§ Written task
Locate each line in the data below that contains the word "dried" and copy those lines. Capitalization matters, so count only matches with the same case.

§ Given records
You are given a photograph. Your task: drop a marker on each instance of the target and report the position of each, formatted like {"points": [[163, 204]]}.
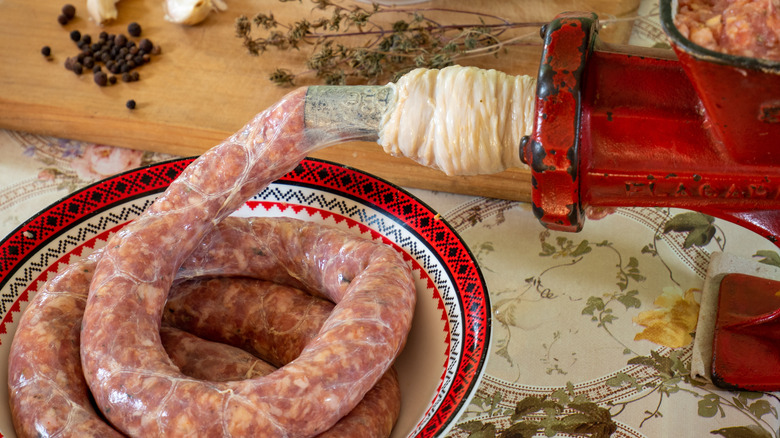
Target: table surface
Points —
{"points": [[590, 315]]}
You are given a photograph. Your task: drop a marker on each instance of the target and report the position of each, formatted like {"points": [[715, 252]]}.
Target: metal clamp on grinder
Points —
{"points": [[689, 128]]}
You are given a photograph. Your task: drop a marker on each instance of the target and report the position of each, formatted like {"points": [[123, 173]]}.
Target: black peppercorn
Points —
{"points": [[146, 45], [101, 78], [69, 11], [134, 29]]}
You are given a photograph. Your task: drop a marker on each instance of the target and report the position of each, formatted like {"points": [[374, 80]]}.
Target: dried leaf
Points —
{"points": [[709, 406], [768, 257], [528, 405], [523, 429], [477, 429], [751, 431], [688, 221]]}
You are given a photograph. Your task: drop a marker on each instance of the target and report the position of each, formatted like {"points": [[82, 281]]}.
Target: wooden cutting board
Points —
{"points": [[204, 86]]}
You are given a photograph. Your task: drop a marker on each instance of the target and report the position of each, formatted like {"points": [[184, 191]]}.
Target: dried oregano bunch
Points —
{"points": [[355, 44]]}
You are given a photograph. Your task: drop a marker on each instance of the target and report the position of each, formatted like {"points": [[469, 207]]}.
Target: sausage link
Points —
{"points": [[47, 390], [374, 416], [271, 321], [133, 380], [207, 360]]}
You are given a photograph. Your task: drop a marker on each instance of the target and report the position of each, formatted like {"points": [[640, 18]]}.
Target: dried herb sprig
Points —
{"points": [[378, 51]]}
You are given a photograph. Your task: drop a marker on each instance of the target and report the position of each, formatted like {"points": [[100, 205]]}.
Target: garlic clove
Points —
{"points": [[190, 12], [102, 11]]}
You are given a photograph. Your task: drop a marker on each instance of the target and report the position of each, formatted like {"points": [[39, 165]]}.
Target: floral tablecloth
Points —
{"points": [[591, 333]]}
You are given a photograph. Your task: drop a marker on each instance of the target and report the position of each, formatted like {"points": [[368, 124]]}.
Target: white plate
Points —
{"points": [[444, 358]]}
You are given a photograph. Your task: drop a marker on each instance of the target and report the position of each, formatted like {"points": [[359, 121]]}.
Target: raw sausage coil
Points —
{"points": [[47, 390]]}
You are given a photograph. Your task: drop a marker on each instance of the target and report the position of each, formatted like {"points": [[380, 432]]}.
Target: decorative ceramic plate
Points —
{"points": [[448, 345]]}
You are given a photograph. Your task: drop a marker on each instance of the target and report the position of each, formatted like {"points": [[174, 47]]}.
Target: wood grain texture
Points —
{"points": [[204, 86]]}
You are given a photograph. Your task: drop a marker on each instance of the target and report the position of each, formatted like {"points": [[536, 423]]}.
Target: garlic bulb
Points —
{"points": [[190, 12], [102, 11]]}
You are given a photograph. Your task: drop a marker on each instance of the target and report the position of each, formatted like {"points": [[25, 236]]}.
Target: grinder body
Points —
{"points": [[629, 126]]}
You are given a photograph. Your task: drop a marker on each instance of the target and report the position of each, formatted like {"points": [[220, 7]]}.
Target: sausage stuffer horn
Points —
{"points": [[628, 126]]}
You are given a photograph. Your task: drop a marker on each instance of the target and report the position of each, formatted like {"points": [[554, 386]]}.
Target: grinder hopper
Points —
{"points": [[629, 126]]}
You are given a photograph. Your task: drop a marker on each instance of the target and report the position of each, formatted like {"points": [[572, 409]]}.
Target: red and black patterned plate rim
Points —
{"points": [[417, 217]]}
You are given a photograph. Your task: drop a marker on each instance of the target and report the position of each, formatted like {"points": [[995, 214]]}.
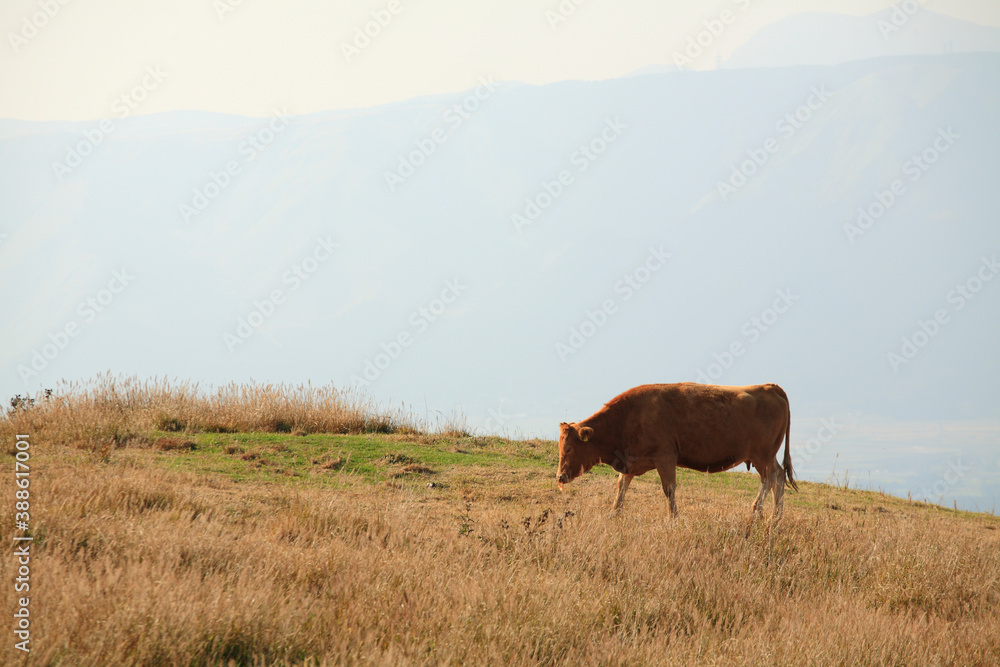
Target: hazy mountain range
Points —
{"points": [[526, 253]]}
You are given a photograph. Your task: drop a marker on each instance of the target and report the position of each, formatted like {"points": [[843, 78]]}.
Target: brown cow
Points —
{"points": [[698, 426]]}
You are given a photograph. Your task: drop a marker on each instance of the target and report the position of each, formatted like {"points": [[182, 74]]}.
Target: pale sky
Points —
{"points": [[264, 55]]}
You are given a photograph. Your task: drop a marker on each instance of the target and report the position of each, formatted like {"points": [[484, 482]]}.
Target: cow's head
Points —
{"points": [[576, 454]]}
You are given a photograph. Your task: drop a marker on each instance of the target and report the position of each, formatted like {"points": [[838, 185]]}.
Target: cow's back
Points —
{"points": [[710, 427]]}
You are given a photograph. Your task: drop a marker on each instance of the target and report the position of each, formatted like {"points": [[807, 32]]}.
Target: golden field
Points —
{"points": [[298, 541]]}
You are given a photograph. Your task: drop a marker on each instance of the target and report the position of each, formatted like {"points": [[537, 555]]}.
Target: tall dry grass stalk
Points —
{"points": [[108, 411]]}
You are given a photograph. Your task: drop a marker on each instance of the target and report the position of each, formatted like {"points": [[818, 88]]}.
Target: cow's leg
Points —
{"points": [[765, 488], [668, 478], [779, 489], [623, 482]]}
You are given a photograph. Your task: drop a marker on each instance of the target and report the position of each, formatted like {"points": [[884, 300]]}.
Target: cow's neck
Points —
{"points": [[605, 440]]}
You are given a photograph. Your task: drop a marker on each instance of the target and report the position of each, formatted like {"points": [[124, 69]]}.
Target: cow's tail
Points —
{"points": [[787, 463]]}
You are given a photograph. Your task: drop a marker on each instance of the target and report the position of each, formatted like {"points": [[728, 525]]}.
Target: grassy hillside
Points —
{"points": [[196, 548]]}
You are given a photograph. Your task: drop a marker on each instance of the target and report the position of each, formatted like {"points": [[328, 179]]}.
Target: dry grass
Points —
{"points": [[208, 549], [136, 564], [109, 411]]}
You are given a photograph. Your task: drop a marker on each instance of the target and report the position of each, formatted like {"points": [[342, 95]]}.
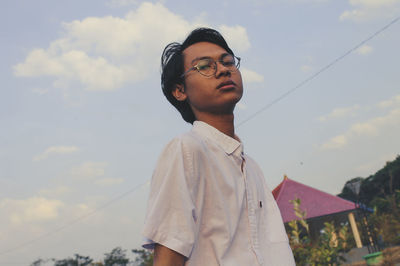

§ Written answer
Target: dried leaf
Target: dried oregano bunch
Target: dried herb sprig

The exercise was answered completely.